PROBLEM DESCRIPTION => Write out exactly, please, the lines from the one containing "Exercise. Point out the boy's nose" to the end of the material.
···
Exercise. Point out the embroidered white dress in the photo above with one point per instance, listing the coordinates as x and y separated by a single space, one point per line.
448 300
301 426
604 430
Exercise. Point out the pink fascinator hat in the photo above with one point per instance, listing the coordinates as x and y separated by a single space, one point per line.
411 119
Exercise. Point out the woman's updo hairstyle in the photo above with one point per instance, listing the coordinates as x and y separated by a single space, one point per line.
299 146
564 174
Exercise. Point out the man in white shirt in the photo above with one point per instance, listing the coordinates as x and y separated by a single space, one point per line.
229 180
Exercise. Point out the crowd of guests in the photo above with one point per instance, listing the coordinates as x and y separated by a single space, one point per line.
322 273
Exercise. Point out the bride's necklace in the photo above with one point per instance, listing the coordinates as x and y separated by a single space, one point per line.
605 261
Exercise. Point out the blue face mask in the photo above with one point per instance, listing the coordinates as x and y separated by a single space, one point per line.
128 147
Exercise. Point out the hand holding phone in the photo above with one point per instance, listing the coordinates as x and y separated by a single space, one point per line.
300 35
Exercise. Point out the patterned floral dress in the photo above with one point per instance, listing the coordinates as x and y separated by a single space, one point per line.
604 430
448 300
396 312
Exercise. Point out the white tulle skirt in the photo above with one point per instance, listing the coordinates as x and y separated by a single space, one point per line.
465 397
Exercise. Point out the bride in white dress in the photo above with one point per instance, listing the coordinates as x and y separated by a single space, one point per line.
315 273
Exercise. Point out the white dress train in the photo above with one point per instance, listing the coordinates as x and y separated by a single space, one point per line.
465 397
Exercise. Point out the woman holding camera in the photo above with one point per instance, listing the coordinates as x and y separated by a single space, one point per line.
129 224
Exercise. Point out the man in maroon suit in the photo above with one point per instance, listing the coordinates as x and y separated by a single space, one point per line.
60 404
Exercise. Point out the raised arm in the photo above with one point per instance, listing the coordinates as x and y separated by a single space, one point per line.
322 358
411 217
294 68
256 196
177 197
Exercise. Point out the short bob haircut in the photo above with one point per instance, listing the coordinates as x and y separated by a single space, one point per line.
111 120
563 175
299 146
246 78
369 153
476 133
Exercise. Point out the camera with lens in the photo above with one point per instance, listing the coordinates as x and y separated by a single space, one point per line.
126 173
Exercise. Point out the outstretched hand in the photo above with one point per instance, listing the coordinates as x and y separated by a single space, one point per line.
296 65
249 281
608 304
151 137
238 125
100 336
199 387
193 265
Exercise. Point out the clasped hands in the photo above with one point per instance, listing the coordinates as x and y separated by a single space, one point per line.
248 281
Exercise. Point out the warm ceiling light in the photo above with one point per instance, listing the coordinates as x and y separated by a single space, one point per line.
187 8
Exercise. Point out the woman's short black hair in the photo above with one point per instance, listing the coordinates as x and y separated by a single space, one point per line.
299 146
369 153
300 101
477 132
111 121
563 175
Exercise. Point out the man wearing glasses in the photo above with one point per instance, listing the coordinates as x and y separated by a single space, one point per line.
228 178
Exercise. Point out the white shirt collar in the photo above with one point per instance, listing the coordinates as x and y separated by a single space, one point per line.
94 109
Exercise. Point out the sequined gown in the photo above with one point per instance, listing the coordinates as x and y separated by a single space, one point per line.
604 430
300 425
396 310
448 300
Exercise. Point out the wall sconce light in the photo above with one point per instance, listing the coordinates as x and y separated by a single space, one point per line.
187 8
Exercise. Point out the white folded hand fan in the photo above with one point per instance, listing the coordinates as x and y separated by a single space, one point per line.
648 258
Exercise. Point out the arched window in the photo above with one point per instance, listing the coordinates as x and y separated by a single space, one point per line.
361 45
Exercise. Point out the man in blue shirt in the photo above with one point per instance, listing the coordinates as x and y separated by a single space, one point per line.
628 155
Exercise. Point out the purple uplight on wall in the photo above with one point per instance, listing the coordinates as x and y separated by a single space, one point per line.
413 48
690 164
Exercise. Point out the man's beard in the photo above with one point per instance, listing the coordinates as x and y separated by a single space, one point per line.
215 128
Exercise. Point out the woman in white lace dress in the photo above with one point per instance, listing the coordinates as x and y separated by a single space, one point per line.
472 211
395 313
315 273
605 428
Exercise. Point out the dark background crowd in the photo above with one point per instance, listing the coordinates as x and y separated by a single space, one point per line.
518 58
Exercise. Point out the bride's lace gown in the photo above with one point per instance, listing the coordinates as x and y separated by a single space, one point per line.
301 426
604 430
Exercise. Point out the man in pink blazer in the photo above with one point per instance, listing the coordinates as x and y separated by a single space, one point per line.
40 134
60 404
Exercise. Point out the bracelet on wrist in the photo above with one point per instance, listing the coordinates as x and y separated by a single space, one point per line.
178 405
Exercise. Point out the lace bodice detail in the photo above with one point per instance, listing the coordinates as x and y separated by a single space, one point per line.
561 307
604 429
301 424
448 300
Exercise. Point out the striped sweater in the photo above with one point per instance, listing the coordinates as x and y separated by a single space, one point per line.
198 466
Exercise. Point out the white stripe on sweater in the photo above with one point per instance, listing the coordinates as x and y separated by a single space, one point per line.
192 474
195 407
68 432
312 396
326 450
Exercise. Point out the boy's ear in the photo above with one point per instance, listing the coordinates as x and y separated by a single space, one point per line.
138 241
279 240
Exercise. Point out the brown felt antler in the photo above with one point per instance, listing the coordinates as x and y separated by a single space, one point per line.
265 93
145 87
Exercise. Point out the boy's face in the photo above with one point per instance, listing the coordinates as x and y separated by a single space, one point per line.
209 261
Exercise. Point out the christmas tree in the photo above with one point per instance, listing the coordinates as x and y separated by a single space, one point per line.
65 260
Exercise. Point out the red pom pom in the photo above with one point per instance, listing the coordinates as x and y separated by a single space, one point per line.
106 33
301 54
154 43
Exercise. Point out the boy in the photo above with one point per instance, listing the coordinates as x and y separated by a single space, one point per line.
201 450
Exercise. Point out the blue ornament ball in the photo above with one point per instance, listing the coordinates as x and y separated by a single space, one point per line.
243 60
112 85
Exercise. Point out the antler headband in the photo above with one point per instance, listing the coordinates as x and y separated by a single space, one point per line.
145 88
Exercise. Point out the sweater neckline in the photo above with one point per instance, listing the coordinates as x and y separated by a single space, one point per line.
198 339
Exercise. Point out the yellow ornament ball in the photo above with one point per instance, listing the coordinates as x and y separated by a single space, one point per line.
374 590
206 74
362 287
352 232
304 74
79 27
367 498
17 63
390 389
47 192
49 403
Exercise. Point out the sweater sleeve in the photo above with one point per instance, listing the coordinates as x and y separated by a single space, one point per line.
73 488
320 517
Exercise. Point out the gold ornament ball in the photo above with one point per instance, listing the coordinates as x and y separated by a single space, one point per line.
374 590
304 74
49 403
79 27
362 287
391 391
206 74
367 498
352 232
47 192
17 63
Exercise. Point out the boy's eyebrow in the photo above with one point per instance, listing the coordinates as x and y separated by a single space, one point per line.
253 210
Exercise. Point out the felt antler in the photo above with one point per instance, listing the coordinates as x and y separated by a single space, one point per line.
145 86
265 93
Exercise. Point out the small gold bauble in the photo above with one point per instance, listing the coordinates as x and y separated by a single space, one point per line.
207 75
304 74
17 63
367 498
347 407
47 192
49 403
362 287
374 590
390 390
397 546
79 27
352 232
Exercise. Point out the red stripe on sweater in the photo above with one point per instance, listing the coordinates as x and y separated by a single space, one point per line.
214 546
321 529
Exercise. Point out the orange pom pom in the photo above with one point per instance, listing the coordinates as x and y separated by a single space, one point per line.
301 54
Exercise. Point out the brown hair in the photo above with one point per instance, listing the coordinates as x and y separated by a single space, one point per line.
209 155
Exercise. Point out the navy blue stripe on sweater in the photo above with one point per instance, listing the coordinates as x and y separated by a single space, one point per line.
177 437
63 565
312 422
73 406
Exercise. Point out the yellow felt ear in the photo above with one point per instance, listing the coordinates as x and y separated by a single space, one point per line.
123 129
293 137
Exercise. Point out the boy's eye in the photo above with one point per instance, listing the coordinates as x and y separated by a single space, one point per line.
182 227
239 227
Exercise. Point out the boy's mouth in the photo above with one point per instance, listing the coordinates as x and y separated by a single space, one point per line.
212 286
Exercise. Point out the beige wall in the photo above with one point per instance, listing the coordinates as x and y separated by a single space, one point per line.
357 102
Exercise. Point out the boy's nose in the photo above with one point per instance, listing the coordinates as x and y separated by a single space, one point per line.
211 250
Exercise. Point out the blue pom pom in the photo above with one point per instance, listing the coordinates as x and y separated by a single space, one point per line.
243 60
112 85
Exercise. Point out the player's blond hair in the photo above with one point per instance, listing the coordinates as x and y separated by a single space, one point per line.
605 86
···
WRITTEN REPLY =>
Exercise. Point out the boy's nose in the photo above with one point per instance, listing the coordinates as x and y separated by a single space, one point per line.
211 250
Exercise. Point out the blue pom pom in the photo above with one point per instance, listing the coordinates as x and y separated by a single space, one point per line.
243 60
112 85
Exercise. Point out the player's blond hair in the photo above with one point per instance, listing the coordinates as x and y separated by a single space, one point per line.
605 86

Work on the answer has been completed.